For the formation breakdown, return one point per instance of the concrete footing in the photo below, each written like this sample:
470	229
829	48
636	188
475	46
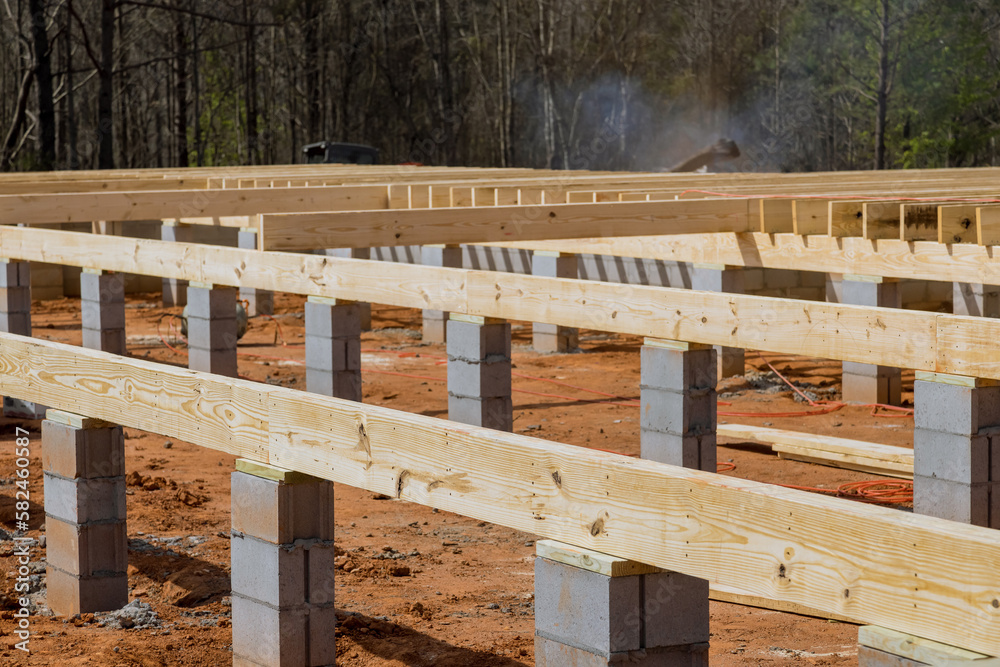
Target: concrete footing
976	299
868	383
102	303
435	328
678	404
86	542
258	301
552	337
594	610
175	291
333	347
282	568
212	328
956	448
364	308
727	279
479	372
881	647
--
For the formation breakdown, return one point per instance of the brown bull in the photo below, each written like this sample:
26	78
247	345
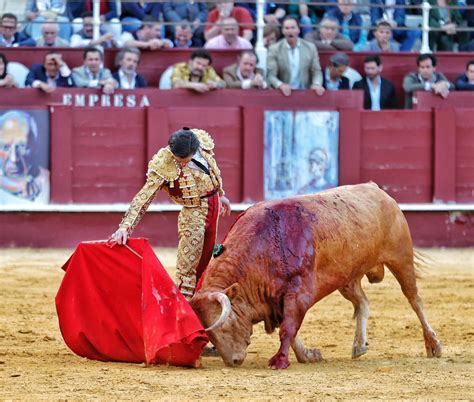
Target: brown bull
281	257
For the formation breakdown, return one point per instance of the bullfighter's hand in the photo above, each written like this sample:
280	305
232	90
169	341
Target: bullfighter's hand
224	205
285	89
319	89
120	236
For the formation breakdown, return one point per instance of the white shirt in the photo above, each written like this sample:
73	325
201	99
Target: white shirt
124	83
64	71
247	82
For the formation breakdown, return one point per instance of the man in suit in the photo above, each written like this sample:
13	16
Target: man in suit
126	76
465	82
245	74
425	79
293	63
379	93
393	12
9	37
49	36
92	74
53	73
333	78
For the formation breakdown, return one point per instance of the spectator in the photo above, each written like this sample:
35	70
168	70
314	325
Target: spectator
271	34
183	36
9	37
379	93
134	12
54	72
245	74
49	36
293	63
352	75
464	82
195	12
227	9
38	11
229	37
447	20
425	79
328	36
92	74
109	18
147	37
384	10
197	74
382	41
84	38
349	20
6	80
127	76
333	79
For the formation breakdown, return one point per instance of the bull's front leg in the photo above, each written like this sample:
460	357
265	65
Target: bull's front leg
--
#### Exercise description:
Scan the material for "photo" and copy the lines that hold it.

#### Exercise output:
For the formation breakdown, return one point per instance of the concrete footing in the photo below, each written like this sample:
For the formation breakdown, return one point per instance of the brown bull in the photo below, each written like this sample:
For the formation breakdown, return one point per instance of the bullfighter's hand in the photo above, each written like this sample:
For the formation breakdown, return one point per instance of the white shirt in the photo above, each written like this sample:
For the formation breakdown, return one point per instance of the man in suit in the photo above, each written like this sample:
For the formation breakdown, return one point per instance of the spectator in the photo above, each written like this sample:
For the formation breakdown, return one point per instance of the bull's front leg in the photo above, each written like this sample:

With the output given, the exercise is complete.